━━━ Entries provided

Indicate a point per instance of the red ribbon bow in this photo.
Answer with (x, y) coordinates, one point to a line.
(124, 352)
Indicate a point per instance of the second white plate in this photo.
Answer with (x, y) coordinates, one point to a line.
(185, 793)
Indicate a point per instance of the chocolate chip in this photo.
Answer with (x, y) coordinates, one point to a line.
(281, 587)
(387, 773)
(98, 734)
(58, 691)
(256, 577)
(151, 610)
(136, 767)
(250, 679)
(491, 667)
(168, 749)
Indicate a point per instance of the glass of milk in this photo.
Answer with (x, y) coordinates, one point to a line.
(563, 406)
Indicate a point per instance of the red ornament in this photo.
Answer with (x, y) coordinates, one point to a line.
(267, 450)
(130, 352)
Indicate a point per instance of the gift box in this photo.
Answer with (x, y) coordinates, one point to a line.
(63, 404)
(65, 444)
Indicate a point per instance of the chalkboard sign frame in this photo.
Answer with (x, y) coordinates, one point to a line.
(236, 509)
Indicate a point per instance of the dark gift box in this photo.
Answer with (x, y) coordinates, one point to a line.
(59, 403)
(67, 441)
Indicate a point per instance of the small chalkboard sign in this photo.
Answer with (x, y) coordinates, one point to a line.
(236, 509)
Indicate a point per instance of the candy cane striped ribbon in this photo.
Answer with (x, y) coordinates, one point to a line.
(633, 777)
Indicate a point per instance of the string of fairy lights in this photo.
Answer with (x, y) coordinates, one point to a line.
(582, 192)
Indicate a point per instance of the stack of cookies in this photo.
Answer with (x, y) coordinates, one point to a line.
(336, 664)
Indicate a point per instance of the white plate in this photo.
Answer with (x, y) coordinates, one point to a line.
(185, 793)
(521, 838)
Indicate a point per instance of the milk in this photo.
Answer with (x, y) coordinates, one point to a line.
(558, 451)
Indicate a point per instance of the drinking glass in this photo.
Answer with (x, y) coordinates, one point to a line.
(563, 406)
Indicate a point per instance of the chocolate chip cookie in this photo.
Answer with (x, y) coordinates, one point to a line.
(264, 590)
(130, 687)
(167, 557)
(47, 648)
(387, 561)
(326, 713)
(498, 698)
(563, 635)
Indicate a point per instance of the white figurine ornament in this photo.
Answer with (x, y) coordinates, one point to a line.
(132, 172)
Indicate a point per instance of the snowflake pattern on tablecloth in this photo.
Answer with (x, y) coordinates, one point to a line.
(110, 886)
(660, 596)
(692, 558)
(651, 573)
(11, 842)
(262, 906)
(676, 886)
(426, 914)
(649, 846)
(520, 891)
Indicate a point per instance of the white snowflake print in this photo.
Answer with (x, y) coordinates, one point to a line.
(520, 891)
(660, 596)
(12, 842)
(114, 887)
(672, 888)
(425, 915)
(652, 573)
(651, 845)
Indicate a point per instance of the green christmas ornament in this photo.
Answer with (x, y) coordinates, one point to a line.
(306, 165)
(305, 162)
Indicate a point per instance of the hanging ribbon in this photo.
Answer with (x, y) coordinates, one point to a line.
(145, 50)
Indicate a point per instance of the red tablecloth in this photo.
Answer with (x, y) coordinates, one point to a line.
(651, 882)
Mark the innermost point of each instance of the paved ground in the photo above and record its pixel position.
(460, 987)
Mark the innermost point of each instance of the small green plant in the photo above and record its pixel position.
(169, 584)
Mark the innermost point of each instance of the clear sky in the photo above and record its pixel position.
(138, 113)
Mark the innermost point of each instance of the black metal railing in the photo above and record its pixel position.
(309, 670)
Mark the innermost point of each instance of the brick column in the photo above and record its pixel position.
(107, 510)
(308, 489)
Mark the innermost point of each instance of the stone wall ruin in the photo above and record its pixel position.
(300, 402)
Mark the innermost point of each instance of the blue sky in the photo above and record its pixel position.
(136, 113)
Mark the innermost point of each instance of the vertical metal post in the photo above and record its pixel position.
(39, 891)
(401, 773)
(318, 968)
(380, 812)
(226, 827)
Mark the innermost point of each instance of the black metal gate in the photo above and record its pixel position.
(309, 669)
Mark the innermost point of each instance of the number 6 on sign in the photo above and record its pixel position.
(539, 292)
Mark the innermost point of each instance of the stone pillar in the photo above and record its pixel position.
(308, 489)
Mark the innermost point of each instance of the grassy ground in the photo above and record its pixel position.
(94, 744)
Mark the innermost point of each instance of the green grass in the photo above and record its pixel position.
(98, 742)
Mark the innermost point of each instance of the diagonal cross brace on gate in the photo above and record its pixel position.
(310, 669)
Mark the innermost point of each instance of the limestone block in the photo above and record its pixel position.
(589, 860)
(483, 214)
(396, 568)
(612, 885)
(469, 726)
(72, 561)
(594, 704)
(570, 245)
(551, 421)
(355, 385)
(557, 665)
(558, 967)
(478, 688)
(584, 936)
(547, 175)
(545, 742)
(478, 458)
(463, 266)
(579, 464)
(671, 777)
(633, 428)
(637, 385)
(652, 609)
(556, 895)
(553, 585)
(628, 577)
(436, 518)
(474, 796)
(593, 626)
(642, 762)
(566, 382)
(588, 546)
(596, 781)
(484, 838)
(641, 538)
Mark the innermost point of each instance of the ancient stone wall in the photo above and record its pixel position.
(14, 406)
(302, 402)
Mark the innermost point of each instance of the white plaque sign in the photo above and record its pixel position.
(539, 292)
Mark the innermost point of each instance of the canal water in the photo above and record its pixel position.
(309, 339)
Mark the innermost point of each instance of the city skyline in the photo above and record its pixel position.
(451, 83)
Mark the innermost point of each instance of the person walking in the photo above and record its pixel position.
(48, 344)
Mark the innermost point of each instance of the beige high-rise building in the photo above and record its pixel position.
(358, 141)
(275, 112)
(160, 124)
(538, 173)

━━━━━━

Every entry needs to be written out again, exactly as given.

Indicate a point per instance of the red ribbon bow in this photo.
Answer with (x, y) coordinates, one point to a line.
(124, 352)
Indicate a point per instance of the second white plate in this photo.
Answer with (x, y) coordinates, one point to a line.
(185, 793)
Indicate a point per instance of the chocolate chip in this photo.
Answer with (x, y) coordinates, one point to a line.
(281, 587)
(387, 773)
(98, 734)
(58, 691)
(256, 577)
(151, 610)
(136, 767)
(250, 679)
(491, 667)
(168, 749)
Indicate a point per instance of the glass of milk in this photo.
Answer with (x, y) coordinates, one point to a line.
(563, 406)
Indicate a point per instance of the red ornament in this photo.
Answer with (x, y) coordinates, one point to a line.
(267, 450)
(130, 352)
Indicate a point per instance of the gift box in this photo.
Answer with (x, y) coordinates, one point to a line.
(63, 404)
(65, 444)
Indicate a point per instance of the chalkboard sign frame in this photo.
Answer with (x, y) coordinates, one point to a line.
(236, 509)
Indicate a point per instance of the dark gift box in this photo.
Answer with (x, y) coordinates, one point to a line.
(59, 403)
(67, 441)
Indicate a point per instance of the small chalkboard sign in this photo.
Answer with (x, y) coordinates, one point to a line.
(236, 509)
Indicate a point per instance of the candy cane striped ribbon in this photo.
Answer with (x, y) coordinates, one point to a line.
(633, 777)
Indicate a point per instance of the string of fairy lights in this photo.
Answer with (x, y) coordinates, one point to a line.
(582, 192)
Indicate a point per instance of the stack of cookies in this photo.
Answer with (x, y) coordinates, one point to a line.
(336, 664)
Indicate a point per instance of the white plate in this photo.
Answer with (x, y) coordinates, one point to a line.
(185, 793)
(521, 838)
Indicate a point per instance of the milk in this photo.
Answer with (x, y) coordinates, one point to a line.
(558, 451)
Indicate a point per instance of the drinking glass in this photo.
Answer with (x, y) coordinates, one point to a line.
(563, 406)
Indicate a point per instance of the chocolate chip cookie in this photo.
Answer with (x, y) coordinates, one point to a line.
(264, 590)
(130, 687)
(167, 557)
(47, 648)
(387, 561)
(326, 713)
(498, 698)
(563, 635)
Indicate a point per instance of the white figurine ornament in this photo.
Answer with (x, y) coordinates, one point to a line.
(132, 172)
Indicate a point per instance of the snowflake pattern on tablecloth in this photo.
Answer with (x, y) coordinates, one point to a line.
(110, 886)
(660, 596)
(692, 558)
(651, 573)
(11, 842)
(262, 906)
(676, 886)
(426, 914)
(649, 846)
(520, 891)
Indicate a point per instance of the white snowflake print in this photo.
Answer with (x, y) coordinates, one point to a line.
(520, 891)
(660, 596)
(12, 842)
(114, 887)
(672, 888)
(425, 915)
(652, 573)
(651, 845)
Indicate a point per instance of the green christmas ornament in this photo.
Answer with (x, y) coordinates, one point to a line.
(306, 165)
(305, 162)
Indicate a point per instance of the hanging ribbon in this photo.
Answer with (x, y) coordinates, one point to a line.
(145, 50)
Indicate a point per instance of the red tablecloth in this photo.
Answer with (x, y) coordinates, one point to a line.
(651, 882)
Mark the innermost point of each instance of the paved ground in the photo above and record its pixel position.
(460, 987)
Mark the innermost point of each instance of the small green plant in the photo above and record its pixel position.
(169, 584)
Mark the innermost point of each instance of the clear sky in the photo above and record its pixel position.
(138, 113)
Mark the innermost point of each instance of the black metal railing in the photo above and record its pixel position.
(309, 670)
Mark the innermost point of each instance of the brick column in the photo above and record its pixel position.
(107, 510)
(308, 489)
Mark the innermost point of each instance of the stone wall ruin in the photo above and record its pixel position.
(300, 402)
Mark the innermost point of each instance of the blue sky in the photo above and record its pixel position.
(136, 113)
Mark the innermost point of each instance of the vertical metal post in the photo above and record its pixel position.
(39, 891)
(401, 773)
(318, 968)
(380, 812)
(226, 827)
Mark the innermost point of each instance of the black metal gate in the photo above and record its pixel position.
(309, 669)
Mark the innermost point of each instance of the number 6 on sign in the photo above and record its pixel position.
(539, 292)
Mark the innermost point of each instance of the stone pillar in the photo above and record its pixel position.
(308, 489)
Mark the innermost point of each instance of the grassy ground in the photo above and record its pixel position.
(94, 744)
Mark the innermost point of each instance of the green grass in the photo above and record its pixel position.
(98, 742)
Mark the innermost point of each instance of the diagonal cross brace on gate in the photo above and record its pixel position.
(310, 669)
Mark the innermost point of each instance of the limestone block in the photo above and record its pixel position.
(589, 860)
(483, 214)
(396, 568)
(612, 885)
(469, 726)
(72, 561)
(594, 704)
(570, 245)
(551, 421)
(355, 385)
(557, 665)
(558, 967)
(478, 688)
(584, 936)
(547, 175)
(545, 742)
(478, 458)
(463, 266)
(579, 464)
(671, 777)
(633, 428)
(637, 385)
(652, 609)
(556, 895)
(553, 585)
(628, 577)
(436, 518)
(474, 796)
(593, 626)
(642, 762)
(566, 382)
(588, 546)
(596, 781)
(484, 838)
(641, 538)
Mark the innermost point of each instance of the ancient stone wall in the photo above and record its pixel position.
(14, 406)
(302, 402)
Mark the innermost point of each instance of the white plaque sign in the photo above and record its pixel position.
(539, 292)
Mark the innermost point of each instance of the canal water in the photo above and record its pixel position.
(309, 339)
Mark the innermost point of each instance of the city skyline in the photo above and record its pixel position.
(451, 83)
Mark the innermost point of each instance of the person walking in the photo above and record its pixel position.
(48, 344)
Mark the innermost point of each instance of the beige high-rise building in the photo above and record its pixel position.
(358, 141)
(275, 112)
(160, 124)
(538, 173)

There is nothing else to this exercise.